* [Given text]
__________
FY18 Budgets: The Pause that Refreshes

The following memo was handed out at the Board of Selectmen Meeting Tuesday, February 8, 2017

To: Board of Selectmen
From: Town Manager Robert W. Lelacheur, Jr. CFA
Date: February 7, 2017
RE: FY18 Budgets: The Pause that Refreshes

Over the past few weeks the Board of Selectmen and Town Manager have received hundreds of emails from school parents, and the most common request was to find a way to restore cuts made to the middle school language program, with the most common suggestion being an April Override ballot question. At public and private meetings, our unified response was to wait and let the School Committee complete their work.

On January 30th I received the voted School Committee budget, indicating that they had completed their work, and now I must abide by the Reading Home Rule Charter and accept my formal role in the annual budget process. As required by Article 7, the Town Manager must each year submit a budget for “all Town funds and activities that are balanced to the funds available”. Funds available are agreed upon in late fall at a Financial Forum meeting that includes the three elected boards plus the ‘Finance Committee. Note that the meaning of Town in the Charter to include all departments of the Municipal Government (MG) and the Schools.

This so-called Town Manager balanced budget is submitted to the Finance Committee in late February for their public review in March, and then they submit a balanced budget in early April to Town Meeting for final approval. It is important to note that from this point forward these remaining steps in the annual budget process only have authority to change the bottom line School budget. Only the School Committee has authority on how to spend that total funding. Nothing below should be misinterpreted, given this fact.

As has often been the case in recent years, the FY18 School Committee voted budget is not balanced to available funds – this year by $588,000. I respect the fact that an unbalanced budget expresses a frustration at the lack o.f funding to move the district ahead – or even to keep it in place. I share those exact same frustrations with the MG budget. However this year the School budget is different in that hundreds of fellow Reading residents have reached out to me personally for assistance. Below I will lay out a solution – the Cogent Path Forward (CPF} – that will offer that assistance. The Town Accountant, who is the final arbiter of what constitutes a balanced budget, agrees with my CPF solution as a legally balanced budget to present to the Finance Committee in March and then ultimately to Town Meeting in April 2017.
__________
* [Excerpted data]
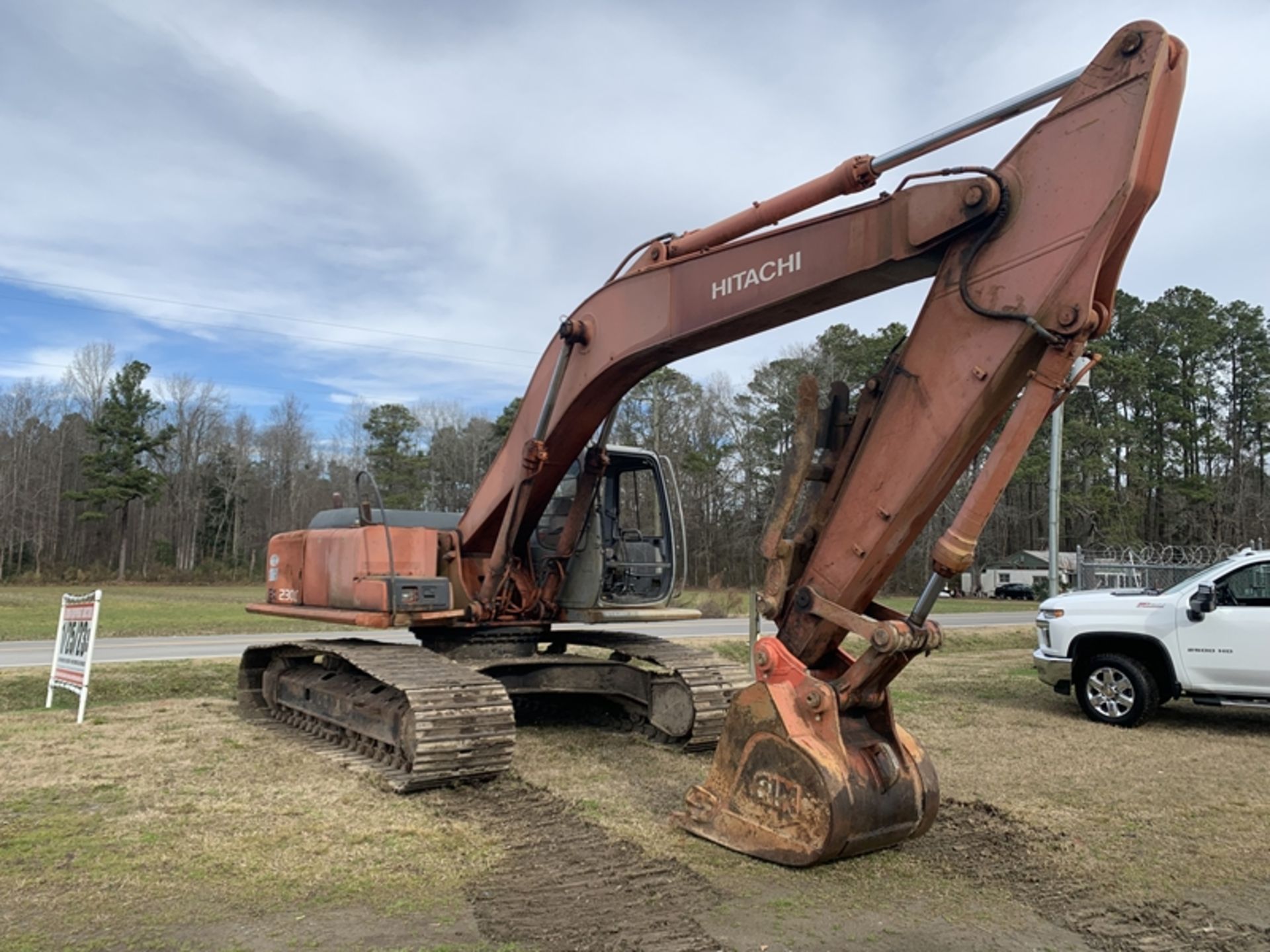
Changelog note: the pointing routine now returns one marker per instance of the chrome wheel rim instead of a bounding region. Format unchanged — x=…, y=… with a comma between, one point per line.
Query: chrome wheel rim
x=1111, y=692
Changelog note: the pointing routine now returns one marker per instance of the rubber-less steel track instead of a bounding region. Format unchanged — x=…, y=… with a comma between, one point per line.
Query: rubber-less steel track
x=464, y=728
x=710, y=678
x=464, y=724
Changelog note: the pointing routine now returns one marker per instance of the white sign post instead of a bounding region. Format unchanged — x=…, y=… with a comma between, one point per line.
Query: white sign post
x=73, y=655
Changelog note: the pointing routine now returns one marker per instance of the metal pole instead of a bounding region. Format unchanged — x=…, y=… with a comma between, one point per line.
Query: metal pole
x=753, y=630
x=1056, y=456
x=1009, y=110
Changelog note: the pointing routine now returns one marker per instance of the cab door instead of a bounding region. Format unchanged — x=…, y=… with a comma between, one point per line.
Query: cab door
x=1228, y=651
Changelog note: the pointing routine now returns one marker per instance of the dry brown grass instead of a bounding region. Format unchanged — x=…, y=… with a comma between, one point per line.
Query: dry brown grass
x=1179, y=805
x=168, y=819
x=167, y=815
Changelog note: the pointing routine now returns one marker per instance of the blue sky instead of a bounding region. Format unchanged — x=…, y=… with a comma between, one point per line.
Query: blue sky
__________
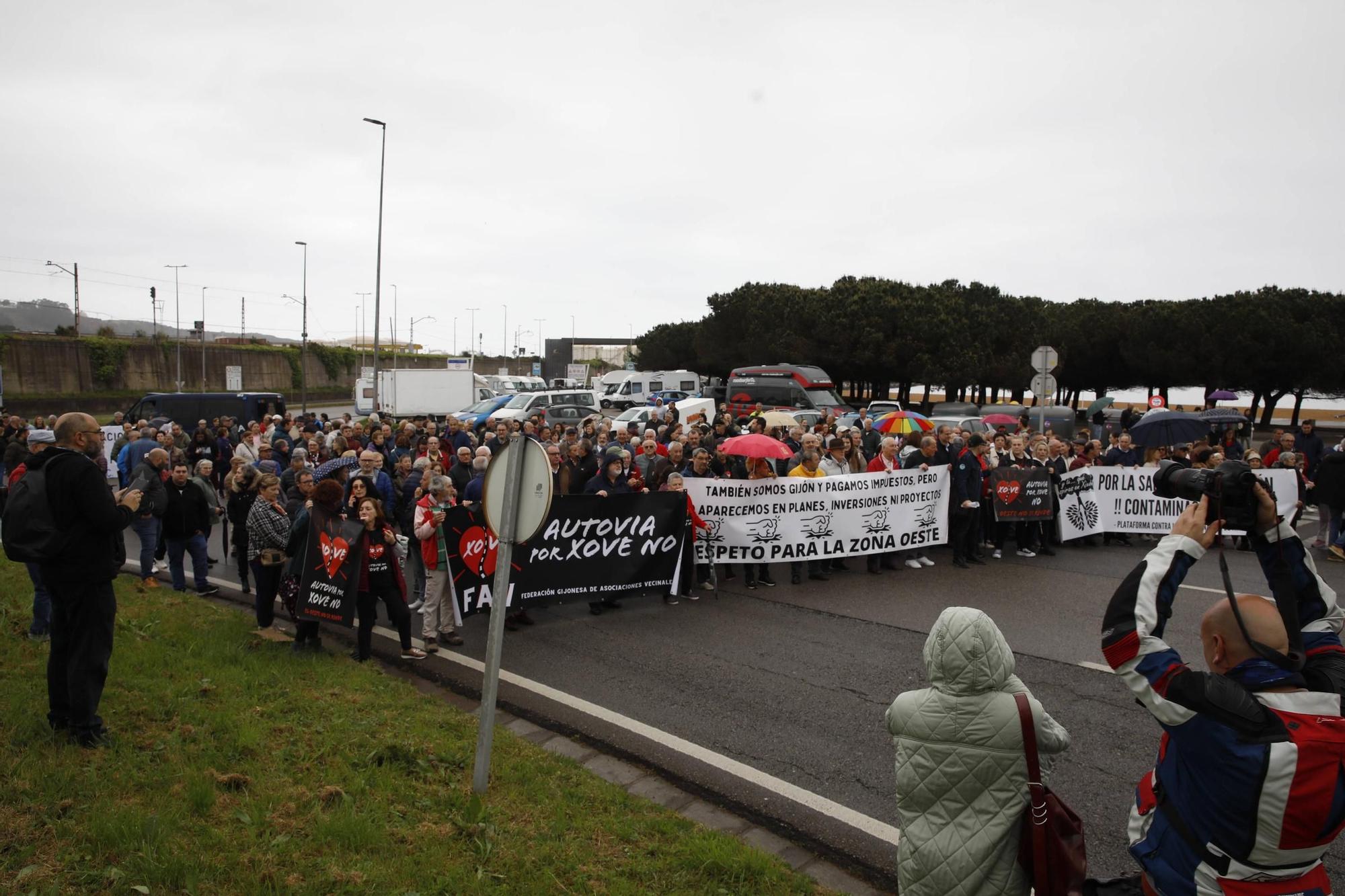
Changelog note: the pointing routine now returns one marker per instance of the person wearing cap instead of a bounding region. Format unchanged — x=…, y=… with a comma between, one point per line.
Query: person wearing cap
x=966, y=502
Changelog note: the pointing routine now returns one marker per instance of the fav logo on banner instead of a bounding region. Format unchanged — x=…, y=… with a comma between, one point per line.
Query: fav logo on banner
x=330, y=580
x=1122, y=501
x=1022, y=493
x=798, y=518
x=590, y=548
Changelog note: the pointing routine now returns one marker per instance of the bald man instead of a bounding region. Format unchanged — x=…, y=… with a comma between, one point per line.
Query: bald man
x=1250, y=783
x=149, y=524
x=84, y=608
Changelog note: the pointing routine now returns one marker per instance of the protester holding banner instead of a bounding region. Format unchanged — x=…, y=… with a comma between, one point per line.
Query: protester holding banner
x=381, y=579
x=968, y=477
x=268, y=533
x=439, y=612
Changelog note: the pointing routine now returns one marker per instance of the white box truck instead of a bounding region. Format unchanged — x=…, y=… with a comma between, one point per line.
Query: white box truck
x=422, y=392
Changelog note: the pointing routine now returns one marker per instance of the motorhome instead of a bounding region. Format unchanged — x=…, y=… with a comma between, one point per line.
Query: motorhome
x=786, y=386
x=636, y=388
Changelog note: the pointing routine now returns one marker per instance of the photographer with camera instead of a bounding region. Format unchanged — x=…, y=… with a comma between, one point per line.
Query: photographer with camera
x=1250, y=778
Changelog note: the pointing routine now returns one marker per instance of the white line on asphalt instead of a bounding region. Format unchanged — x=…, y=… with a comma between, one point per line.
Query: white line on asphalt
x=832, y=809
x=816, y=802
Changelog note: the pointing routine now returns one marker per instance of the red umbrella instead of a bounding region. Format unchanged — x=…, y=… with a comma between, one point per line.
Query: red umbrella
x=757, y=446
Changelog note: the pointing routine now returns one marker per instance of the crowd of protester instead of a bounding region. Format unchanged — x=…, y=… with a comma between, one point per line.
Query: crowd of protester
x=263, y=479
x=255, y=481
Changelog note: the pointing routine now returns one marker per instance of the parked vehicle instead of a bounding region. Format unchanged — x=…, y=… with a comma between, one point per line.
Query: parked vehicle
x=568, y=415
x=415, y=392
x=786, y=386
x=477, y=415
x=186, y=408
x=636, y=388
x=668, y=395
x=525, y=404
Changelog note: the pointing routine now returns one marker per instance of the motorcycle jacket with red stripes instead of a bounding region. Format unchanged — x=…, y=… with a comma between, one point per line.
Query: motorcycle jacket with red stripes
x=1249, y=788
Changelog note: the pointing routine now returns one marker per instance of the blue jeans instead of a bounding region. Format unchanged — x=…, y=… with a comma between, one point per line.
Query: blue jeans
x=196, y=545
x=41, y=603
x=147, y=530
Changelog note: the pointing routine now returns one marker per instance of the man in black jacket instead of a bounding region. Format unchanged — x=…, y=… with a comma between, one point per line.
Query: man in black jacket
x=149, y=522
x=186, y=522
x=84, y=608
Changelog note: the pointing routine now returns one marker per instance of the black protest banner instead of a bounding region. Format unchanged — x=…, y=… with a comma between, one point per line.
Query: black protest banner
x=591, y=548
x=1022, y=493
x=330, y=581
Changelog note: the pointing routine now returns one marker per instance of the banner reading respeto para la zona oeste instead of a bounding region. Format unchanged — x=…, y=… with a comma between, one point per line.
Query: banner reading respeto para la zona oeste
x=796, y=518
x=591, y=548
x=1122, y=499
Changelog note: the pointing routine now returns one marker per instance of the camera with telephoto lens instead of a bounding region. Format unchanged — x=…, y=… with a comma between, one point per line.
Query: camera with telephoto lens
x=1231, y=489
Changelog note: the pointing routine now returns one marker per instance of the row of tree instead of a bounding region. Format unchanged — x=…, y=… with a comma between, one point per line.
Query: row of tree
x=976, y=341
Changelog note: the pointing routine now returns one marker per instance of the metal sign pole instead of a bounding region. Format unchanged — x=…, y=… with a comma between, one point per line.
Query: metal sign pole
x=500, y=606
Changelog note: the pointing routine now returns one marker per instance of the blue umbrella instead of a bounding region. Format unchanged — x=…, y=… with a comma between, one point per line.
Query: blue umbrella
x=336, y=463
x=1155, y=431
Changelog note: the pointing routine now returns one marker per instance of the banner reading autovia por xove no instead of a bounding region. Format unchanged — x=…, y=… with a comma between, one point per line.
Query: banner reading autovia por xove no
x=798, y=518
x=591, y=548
__________
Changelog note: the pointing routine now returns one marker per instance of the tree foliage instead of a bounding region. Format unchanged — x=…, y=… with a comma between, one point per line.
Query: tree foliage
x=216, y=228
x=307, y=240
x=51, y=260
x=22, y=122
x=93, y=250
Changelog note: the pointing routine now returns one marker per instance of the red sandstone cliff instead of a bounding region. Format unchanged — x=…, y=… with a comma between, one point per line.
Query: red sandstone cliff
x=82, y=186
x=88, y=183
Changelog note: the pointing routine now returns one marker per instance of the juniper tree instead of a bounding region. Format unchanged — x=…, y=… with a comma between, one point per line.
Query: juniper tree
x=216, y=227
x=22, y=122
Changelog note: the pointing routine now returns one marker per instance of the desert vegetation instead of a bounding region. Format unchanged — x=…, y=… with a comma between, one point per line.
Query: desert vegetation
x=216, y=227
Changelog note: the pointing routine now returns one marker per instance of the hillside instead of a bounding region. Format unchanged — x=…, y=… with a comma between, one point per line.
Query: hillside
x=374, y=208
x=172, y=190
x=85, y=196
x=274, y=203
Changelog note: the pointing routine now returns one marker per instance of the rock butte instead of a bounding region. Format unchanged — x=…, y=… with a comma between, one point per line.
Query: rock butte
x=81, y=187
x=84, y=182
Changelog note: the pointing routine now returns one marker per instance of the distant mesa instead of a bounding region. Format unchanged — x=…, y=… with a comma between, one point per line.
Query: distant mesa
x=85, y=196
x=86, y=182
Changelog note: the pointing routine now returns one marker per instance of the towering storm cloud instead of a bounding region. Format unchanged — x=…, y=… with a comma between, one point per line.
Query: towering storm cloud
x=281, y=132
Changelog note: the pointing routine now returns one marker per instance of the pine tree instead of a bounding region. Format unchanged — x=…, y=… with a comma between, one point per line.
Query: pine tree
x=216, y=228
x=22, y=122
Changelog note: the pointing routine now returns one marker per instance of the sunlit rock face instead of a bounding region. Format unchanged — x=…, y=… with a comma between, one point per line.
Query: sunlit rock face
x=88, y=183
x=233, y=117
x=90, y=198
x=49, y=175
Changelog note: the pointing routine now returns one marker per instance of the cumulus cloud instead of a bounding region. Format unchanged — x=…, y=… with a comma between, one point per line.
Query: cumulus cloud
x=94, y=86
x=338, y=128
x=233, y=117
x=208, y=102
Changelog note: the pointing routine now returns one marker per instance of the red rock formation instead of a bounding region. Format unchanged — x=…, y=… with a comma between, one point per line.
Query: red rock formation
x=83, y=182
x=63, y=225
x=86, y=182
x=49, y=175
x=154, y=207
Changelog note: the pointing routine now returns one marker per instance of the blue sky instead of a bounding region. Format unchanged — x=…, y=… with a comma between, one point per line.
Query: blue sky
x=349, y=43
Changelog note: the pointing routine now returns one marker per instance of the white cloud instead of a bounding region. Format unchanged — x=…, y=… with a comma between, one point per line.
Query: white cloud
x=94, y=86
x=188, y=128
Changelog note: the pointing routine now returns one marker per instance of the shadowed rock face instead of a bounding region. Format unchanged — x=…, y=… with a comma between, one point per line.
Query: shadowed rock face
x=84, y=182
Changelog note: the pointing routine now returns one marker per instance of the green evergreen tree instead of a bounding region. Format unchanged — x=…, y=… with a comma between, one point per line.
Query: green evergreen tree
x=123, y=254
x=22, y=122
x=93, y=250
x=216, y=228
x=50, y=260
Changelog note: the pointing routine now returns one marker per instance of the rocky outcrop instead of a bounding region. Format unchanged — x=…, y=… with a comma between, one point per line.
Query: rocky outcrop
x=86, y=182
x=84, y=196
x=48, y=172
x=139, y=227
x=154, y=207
__________
* [Tasks to complete]
1: Summarize the budget memo in two sentences.
2: Convert the stretch of the listing from the line containing "of the chrome" through the line containing "x=167, y=815", both included, into a JSON list of strings with one string per line and blank lines left out.
The budget memo and the listing have no connection to each other.

* [Results of the exercise]
1: In a February 7, 2017 memo to the Board of Selectmen, Town Manager Robert W. Lelacheur, Jr. notes that hundreds of parent emails asked to restore cuts to the middle school language program, and that he must now submit a budget balanced to available funds as the Reading Home Rule Charter requires. The School Committee's voted FY18 budget is $588,000 out of balance, so he proposes the Cogent Path Forward, which the Town Accountant agrees is a legally balanced budget to present to the Finance Committee and Town Meeting.

2:
[
  "Changelog note: the pointing routine now returns one marker per instance of the chrome wheel rim instead of a bounding region. Format unchanged — x=…, y=… with a comma between, one point per line.",
  "Query: chrome wheel rim",
  "x=1111, y=692",
  "Changelog note: the pointing routine now returns one marker per instance of the rubber-less steel track instead of a bounding region. Format unchanged — x=…, y=… with a comma between, one point per line.",
  "Query: rubber-less steel track",
  "x=464, y=728",
  "x=710, y=678",
  "x=464, y=724",
  "Changelog note: the pointing routine now returns one marker per instance of the white sign post instead of a bounding region. Format unchanged — x=…, y=… with a comma between, one point per line.",
  "Query: white sign post",
  "x=73, y=655",
  "Changelog note: the pointing routine now returns one marker per instance of the metal pole instead of a bounding region. Format unchanged — x=…, y=… with a comma between, one point per line.",
  "Query: metal pole",
  "x=753, y=630",
  "x=1056, y=456",
  "x=1009, y=110",
  "Changelog note: the pointing routine now returns one marker per instance of the cab door instead of a bounding region. Format unchanged — x=…, y=… with a comma between, one point per line.",
  "Query: cab door",
  "x=1228, y=651",
  "Changelog note: the pointing routine now returns one marker per instance of the dry brown grass instead of a bounding region. Format unchanged — x=…, y=… with a comma between, one point per line.",
  "Query: dry brown grass",
  "x=1179, y=805",
  "x=168, y=819",
  "x=167, y=815"
]